Complete the following.
• A. In the commentary on Clinton, Sanders and the South Carolina primary, condense the paragraph beginning "He should also focus on health care" into a short bulleted list that keeps its main facts.
• B. From the commentary on Clinton, Sanders and the South Carolina primary, extract everything from "But that raises" down to "as sincere today.", word for word.
• C. Continue the commentary on Clinton, Sanders and the South Carolina primary, starting after its last sentence.

Clinton — like many white and black Democrats and Republicans — has evolved from her tough-on-crime history to push for sensible criminal justice reform.
But that raises the question of whether voters should focus on her past stances on an issue that is a priority for many South Carolina primary voters or on her embrace of #BlackLivesMatter and the civil rights changes they seek? If Sanders wants to win here, he had better at least force her to explain why she was wrong then and why her evolution should be viewed as sincere today.
He should also focus on health care, because it is the one issue that pragmatic voters of South Carolina have seen pragmatism come up short. The Affordable Care Act, President Barack Obama’s chief domestic accomplishment, has reduced the ranks of the uninsured by maybe 19 million people nationally, helped close the Medicare prescription doughnut hole, reduced the number of people struggling to pay medical bills and has improved or saved the lives of countless Americans.

Data.
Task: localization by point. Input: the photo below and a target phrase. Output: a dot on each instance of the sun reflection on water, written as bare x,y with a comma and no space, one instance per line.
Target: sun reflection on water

Task responses.
• A.
- Sanders should also focus on health care, the one issue on which South Carolina's pragmatic voters have seen pragmatism come up short.
- The Affordable Care Act is President Barack Obama's chief domestic accomplishment.
- Nationally, it has cut the number of uninsured people by perhaps 19 million.
- It helped close the Medicare prescription doughnut hole.
- It reduced the number of people struggling to pay medical bills.
- It has improved or saved the lives of countless Americans.

• B.
But that raises the question of whether voters should focus on her past stances on an issue that is a priority for many South Carolina primary voters or on her embrace of #BlackLivesMatter and the civil rights changes they seek? If Sanders wants to win here, he had better at least force her to explain why she was wrong then and why her evolution should be viewed as sincere today.

• C.
But its reach has been blunted in South Carolina because it is the result of a necessary compromise. Here, its impact hasn’t been allowed to fully reach roughly a quarter of a million South Carolinians because the Supreme Court gave the state’s Republican governor and Republican-led General Assembly the option to not expand Medicaid, one they happily took.
Clementa Pinckney, a South Carolina state senator and pastor of Emanuel AME, where Dylann Roof allegedly killed him and eight other church members, was pushing hard in the General Assembly for a Medicaid expansion before he died, despite the incredible odds against it. The expansion would not only help the working poor, but create an estimated about 44,000 jobs.
That dynamic highlights one of the biggest differences between Sanders and Clinton. Sanders has proposed a revolutionary health care plan that would uproot the current system for the dream that is universal coverage. Clinton has called that unrealistic and argues that the best course of action is to strengthen and expand upon the success of the ACA.
And from a practical standpoint, her argument makes more sense.
No one paying attention to the health care debate of the past six years can deny that even a reform package built upon conservative ideas and liberal principles almost didn’t become law — and remains under attack because of the illogical state American politics finds itself. Had Democrats followed Sanders’ lead in 2010, the uninsured rate would not now be at an all-time-low. Instead, tens of thousands of Americans would likely still be dying for lack of health insurance, and the sickest among us would still be facing discrimination for the sin of being sick.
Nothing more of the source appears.